Passage given:
-----

D. B. Blumenthal, S. Bougleux, J. Gamper, and L. Brun. “Ring based approximation of graph edit distance”, S+SSPR 2018, vol. 11004 of LNCS, pp. 293-303, https://doi.org/10.1007/978-3-319-97785-0_28

In order to reproduce the experiments reported in this paper, install GEDLIB with the option --tests sspr2018. After installation, open a shell and execute the following commands:

$ cd <GEDLIB_ROOT>/tests/sspr2018/bin
$ ./learn_ring_params
$ ./learn_subgraph_depths
$ ./learn_walks_depth
$ ./test_lsape_based_methods

After having executed these commands, the results of the experiments are contained in the folder tests/sspr2018/output/.

D. B. Blumenthal, N. Boria, J. Gamper, S. Bougleux, and L. Brun. “Comparing heuristics for graph edit distance computation”, VLDB J. 2019

In order to reproduce the experiments reported in this paper, install GEDLIB with the options --tests vldbj2019 and --gurobi <GUROBI_ROOT>. After installation, open a shell and execute the following commands:

$ cd <GEDLIB_ROOT>/tests/vldbj2019/bin
$ ./vldbj_train_subgraph
$ ./vldbj_train_walks
$ ./vldbj_train_ring
$ ./vldbj_train_ml
$ ./vldbj_test_lsape_based_methods
$ ./vldbj_test_lp_based_methods
$ ./vldbj_test_ls_based_methods
$ ./vldbj_test_misc_methods
$ ./vldbj_test_best_methods

After having executed these commands, the results of the experiments are contained in the folder tests/vldbj2019/results/. For creating TikZ figures and tables that visualize the results, run the script process_results.py.

7. Datasets

GEDLIB comes with several datassets which contain graphs given in the GXL file format. They are contained in the following subdirectories of the directory data/datasets/:

For each dataset, the directory data/collections/ contains an XML file which lists the contained graphs' GXL files along with their classes. These files match the document type definition data/collections/GraphCollection.dtd and can hence be used as input for ged::GEDEnv::load_gxl_graphs(). The Python script data/collections/sample.py can be used to generate samples of the datasets.

8. Directory Structure

After executing install.py, the directoy <GEDLIB_ROOT> has the following internal structure:

.
├── CMakeLists.txt --------------- used for building GEDLIB
├── doxyfile.in ------------------ used for creating the documentation
├── LICENSE.md ------------------- a copy of GNU LGPL
├── README.md -------------------- this file
├── install.py ------------------- installs GEDLIB
├── _data
| ├── _datasets ---------------- contains several datasets
| | └── ...
| └── _collections ------------- contains XML files that list the graphs in the datasets
| ├── GraphCollection.dtd -- document type definition for graph collections
| ├── sample.py ------------ generates a sample from a collection file
| └── ...
├── _ext ------------------------- contains external libraries
| └── ...

-----

Provided material:
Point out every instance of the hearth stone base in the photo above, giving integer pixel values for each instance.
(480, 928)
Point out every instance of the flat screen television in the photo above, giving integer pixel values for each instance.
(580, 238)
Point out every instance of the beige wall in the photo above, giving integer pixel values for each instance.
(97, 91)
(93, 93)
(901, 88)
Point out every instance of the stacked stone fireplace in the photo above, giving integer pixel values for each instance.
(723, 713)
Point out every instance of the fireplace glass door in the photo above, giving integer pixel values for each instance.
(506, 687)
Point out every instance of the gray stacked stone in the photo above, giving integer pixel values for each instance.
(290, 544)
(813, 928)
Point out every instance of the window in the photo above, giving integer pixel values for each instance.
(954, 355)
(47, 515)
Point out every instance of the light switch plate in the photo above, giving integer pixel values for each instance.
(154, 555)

-----

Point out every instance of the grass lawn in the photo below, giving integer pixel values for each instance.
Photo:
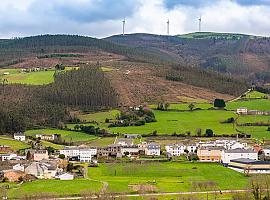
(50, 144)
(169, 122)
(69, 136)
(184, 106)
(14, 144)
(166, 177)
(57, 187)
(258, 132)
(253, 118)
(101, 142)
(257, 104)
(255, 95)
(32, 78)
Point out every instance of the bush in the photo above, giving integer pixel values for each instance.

-----

Continue the GEDLIB README from the point at which it stops.

Response:
├── _docs ------------------------ contains documentation if GEDLIB has been installed with option --doc
| └── ...
├── _lib ------------------------- contains shared libraries if GEDLIB has been installed with option --lib
| └── ...
├── _src ------------------------- contains the sources of GEDLIB
| ├── CMakeLists.txt ----------- used for building GEDLIB
| ├── _edit_costs -------------- contains edit costs for several datasets
| | └── ...
| ├── _env --------------------- contains the architecture of GEDLIB
| | ├── ged_env.hpp ---------- include this header in your application
| | └── ...
| ├── _methods ----------------- contains various methods for computing GED
| | └── ...
| └── _util -------------------- contains utility classes and functions used by the GED methods
| └── ...
├── _median ---------------------- contains GEDLIB implementation of median graph computation
| ├── CMakeLists.txt ------- used for building the executables
| ├── _bin ----------------- contains the executables if GEDLIB has been built with option --median
| | └── ...
| ├── _collections --------- contains graph collections used by the median graph computation
| | └── ...
| ├── _output -------------- contains the median graphs once the executables have been run
| | └── ...
| └── _src ----------------- contains the sources
| └── ...
└── _tests ----------------------- contains tests
├── CMakeLists.txt
├── _pr2018 ------------------ tests for PR paper "Designing Heuristics for Graph Edit Distance"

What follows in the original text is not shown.